▶ **DIRECTIONS FOR THIS TASK**
Rewrite the records between the lines holding "One point lands on each instance of the black blazer;" and "One point lands on each instance of the brown", inclusive, with the request lines kept, and shift every coordinate value in the answers by -11.
-- SOURCE RECORDS start --
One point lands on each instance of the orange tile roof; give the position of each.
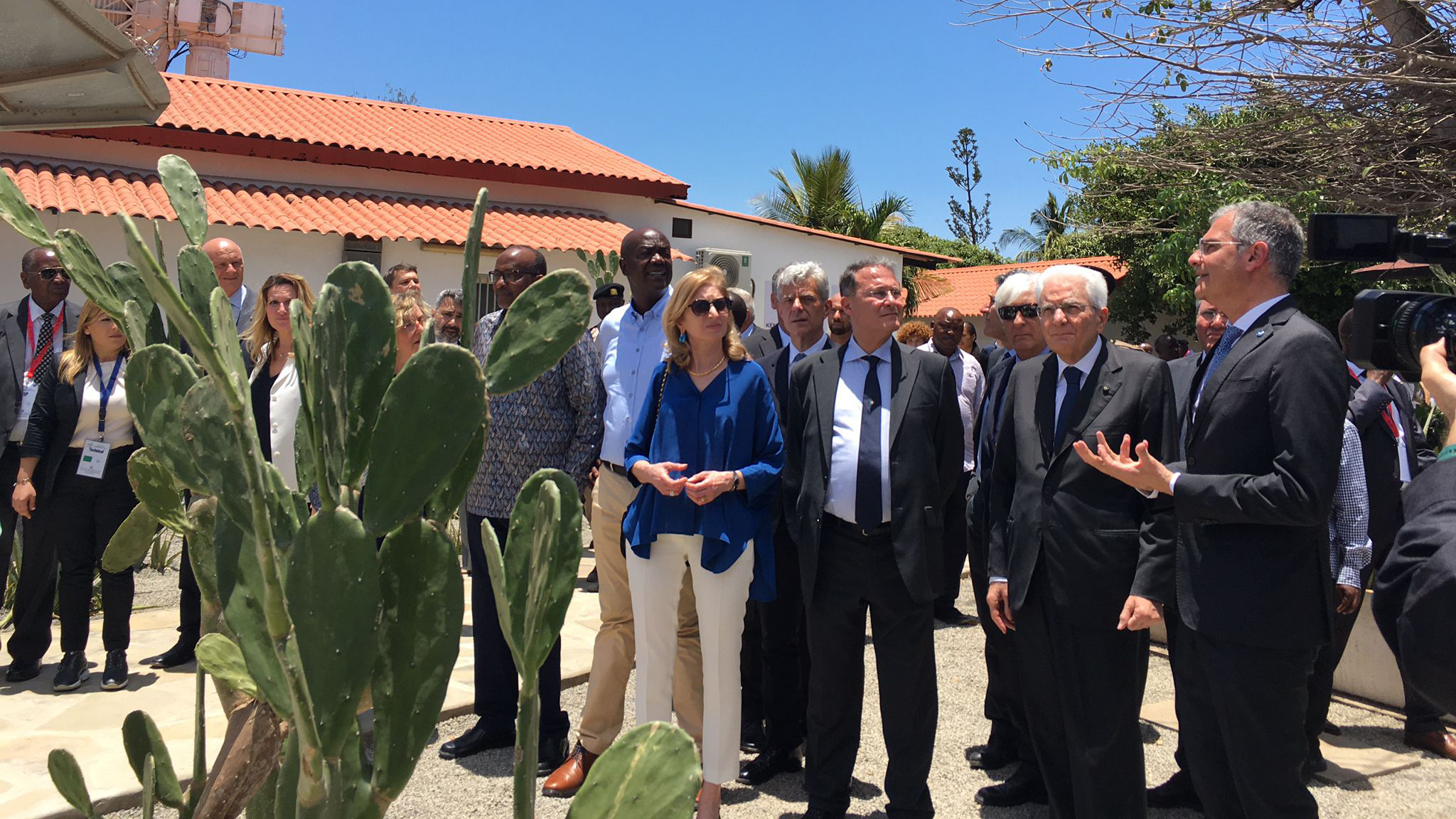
-- SOURCE RECORDS end --
-- SOURCE RECORDS start --
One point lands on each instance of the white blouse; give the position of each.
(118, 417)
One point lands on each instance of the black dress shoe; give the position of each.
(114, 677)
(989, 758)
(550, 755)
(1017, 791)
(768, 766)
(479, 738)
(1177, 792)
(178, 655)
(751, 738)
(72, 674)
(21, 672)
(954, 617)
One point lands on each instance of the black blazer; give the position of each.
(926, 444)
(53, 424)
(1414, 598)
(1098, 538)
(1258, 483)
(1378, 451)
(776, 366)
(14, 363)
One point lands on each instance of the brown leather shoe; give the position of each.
-- SOURCE RECORDS end --
▶ **RESULT OF THE TASK**
One point lands on each instance of the black blazer; give the position of each.
(915, 433)
(42, 413)
(1403, 587)
(1087, 527)
(1247, 472)
(1367, 440)
(765, 355)
(3, 352)
One point lands on each instance of the brown leather shoe; give the position of each.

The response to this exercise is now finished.